··· Raw data

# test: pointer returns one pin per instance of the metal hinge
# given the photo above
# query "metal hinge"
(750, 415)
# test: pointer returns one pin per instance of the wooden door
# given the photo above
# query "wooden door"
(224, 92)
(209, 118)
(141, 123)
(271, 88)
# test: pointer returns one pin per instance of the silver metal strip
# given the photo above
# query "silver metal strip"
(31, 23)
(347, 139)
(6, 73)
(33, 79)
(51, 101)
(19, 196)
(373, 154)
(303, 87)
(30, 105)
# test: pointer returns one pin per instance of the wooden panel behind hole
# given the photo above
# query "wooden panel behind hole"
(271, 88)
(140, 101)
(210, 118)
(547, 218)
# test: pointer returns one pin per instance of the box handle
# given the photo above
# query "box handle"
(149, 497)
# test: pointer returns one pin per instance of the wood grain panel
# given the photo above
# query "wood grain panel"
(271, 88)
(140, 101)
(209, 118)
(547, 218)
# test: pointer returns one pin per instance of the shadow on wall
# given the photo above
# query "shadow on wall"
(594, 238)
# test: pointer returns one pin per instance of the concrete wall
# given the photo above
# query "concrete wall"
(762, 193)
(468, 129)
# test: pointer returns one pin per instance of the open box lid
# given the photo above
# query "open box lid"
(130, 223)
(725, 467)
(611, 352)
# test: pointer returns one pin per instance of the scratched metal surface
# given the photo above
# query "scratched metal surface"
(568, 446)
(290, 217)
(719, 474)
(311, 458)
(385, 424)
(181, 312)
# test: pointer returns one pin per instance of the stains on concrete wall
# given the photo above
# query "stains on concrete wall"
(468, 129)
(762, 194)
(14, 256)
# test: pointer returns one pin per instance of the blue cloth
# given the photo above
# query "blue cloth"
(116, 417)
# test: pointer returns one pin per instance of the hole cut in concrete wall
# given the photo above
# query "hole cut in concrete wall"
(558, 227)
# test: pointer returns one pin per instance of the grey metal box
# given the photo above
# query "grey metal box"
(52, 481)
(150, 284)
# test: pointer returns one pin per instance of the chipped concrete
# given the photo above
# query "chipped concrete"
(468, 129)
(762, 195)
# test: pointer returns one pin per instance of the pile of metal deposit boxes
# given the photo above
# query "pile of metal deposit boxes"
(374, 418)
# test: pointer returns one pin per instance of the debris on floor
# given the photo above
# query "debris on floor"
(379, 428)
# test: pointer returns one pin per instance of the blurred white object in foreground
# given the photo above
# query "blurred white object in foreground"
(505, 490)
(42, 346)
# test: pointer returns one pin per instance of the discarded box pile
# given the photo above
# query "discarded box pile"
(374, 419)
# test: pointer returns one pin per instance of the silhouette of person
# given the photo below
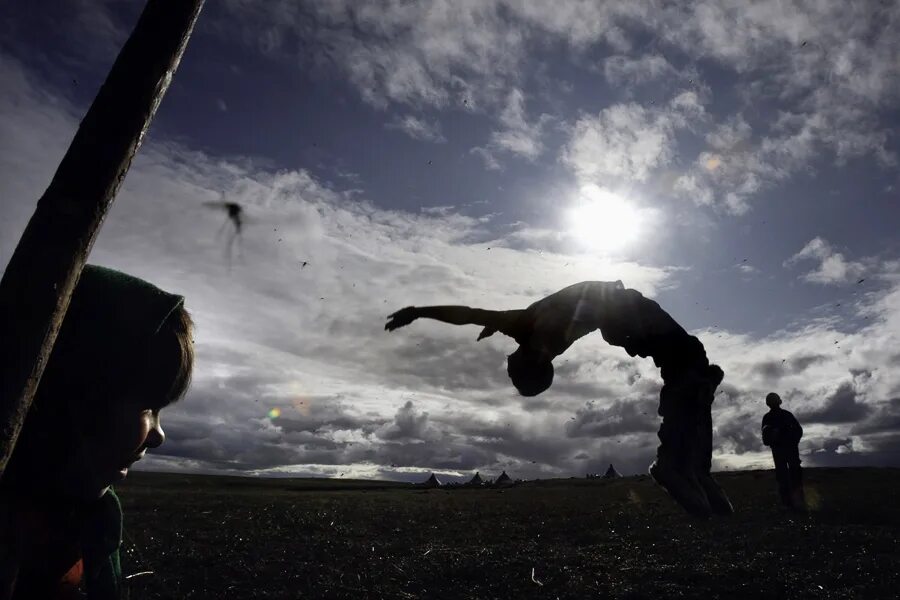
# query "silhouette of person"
(624, 318)
(782, 433)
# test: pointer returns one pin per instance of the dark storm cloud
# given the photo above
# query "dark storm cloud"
(620, 418)
(775, 369)
(841, 407)
(798, 364)
(886, 419)
(741, 433)
(451, 364)
(882, 450)
(408, 423)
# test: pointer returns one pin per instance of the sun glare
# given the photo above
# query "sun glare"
(604, 221)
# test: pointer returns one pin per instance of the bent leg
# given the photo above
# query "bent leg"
(782, 476)
(795, 477)
(685, 436)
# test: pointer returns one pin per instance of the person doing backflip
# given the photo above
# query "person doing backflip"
(624, 318)
(782, 432)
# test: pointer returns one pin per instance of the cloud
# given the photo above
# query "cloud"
(417, 128)
(840, 407)
(833, 267)
(408, 423)
(627, 142)
(308, 339)
(516, 135)
(624, 70)
(828, 70)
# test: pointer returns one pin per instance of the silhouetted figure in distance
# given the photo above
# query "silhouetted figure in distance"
(625, 318)
(782, 433)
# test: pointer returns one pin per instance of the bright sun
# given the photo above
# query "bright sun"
(603, 220)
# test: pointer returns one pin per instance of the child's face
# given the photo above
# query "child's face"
(130, 429)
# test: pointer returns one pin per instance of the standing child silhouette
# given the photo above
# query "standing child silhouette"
(123, 354)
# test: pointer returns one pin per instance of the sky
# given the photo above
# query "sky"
(736, 162)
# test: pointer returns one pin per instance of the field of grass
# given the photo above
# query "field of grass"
(218, 537)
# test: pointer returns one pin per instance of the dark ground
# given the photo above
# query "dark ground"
(217, 537)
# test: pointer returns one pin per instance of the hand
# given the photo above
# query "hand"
(486, 332)
(401, 318)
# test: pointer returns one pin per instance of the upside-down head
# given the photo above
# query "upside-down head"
(531, 371)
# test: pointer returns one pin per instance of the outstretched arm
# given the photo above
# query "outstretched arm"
(492, 320)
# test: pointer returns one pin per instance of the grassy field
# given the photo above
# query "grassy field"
(218, 537)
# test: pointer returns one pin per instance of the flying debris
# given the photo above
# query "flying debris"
(235, 216)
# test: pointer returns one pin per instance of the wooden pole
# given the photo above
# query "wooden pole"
(45, 267)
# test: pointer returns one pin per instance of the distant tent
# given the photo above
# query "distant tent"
(432, 481)
(476, 480)
(504, 479)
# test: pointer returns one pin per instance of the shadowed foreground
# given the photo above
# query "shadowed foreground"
(216, 537)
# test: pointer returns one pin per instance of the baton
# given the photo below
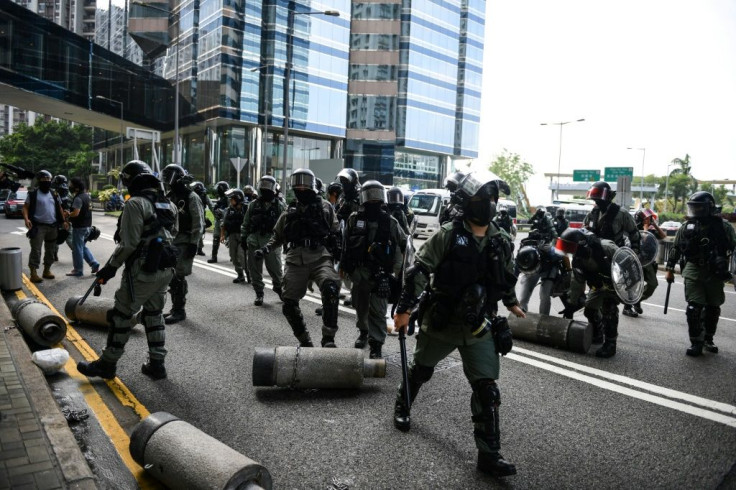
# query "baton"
(667, 298)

······

_Aim_
Copy everything from the line that contains "# test: pointer returns one pin per instance of the shadowed" down to the last of the lines, requests included, leaving out the pictures. Multiply each pin coordinate in the answers by 2.25, rounding to whole numbers with halves going up.

_Result below_
# test: pointer returns one pin per instance of the shadowed foreground
# given the photo above
# query "shadowed foreground"
(486, 1208)
# test: pointer returns one pin per instance of the baton
# given the photo below
# query "baton"
(1501, 671)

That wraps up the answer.